→ **Supplied data**:
- - - - - - -
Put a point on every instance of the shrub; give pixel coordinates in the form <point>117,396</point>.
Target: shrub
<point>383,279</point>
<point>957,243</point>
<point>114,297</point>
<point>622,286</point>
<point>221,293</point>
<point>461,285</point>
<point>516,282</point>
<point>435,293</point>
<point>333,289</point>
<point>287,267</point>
- - - - - - -
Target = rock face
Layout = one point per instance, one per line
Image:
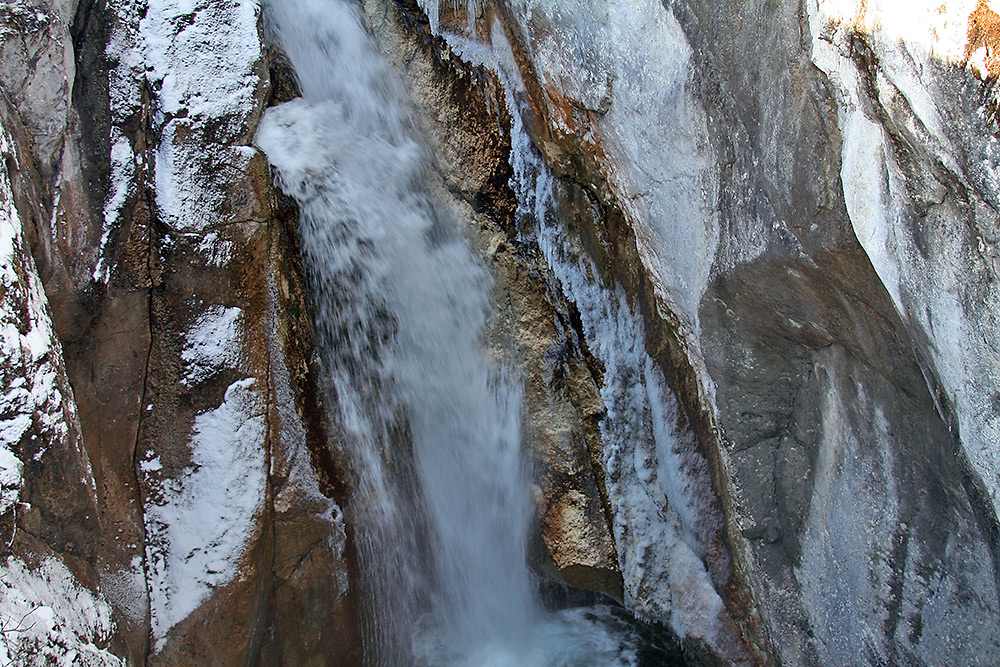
- - - - - - -
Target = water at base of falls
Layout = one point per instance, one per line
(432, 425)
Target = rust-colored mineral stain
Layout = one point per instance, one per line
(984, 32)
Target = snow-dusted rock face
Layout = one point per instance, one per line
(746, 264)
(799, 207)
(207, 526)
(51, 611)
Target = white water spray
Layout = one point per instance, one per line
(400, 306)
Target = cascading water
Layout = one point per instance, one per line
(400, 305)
- - - - - - -
→ **What the exercise asks**:
What is needed is a single figure, the number of lines in the entries above that contain "rock".

→ **Problem solution**:
2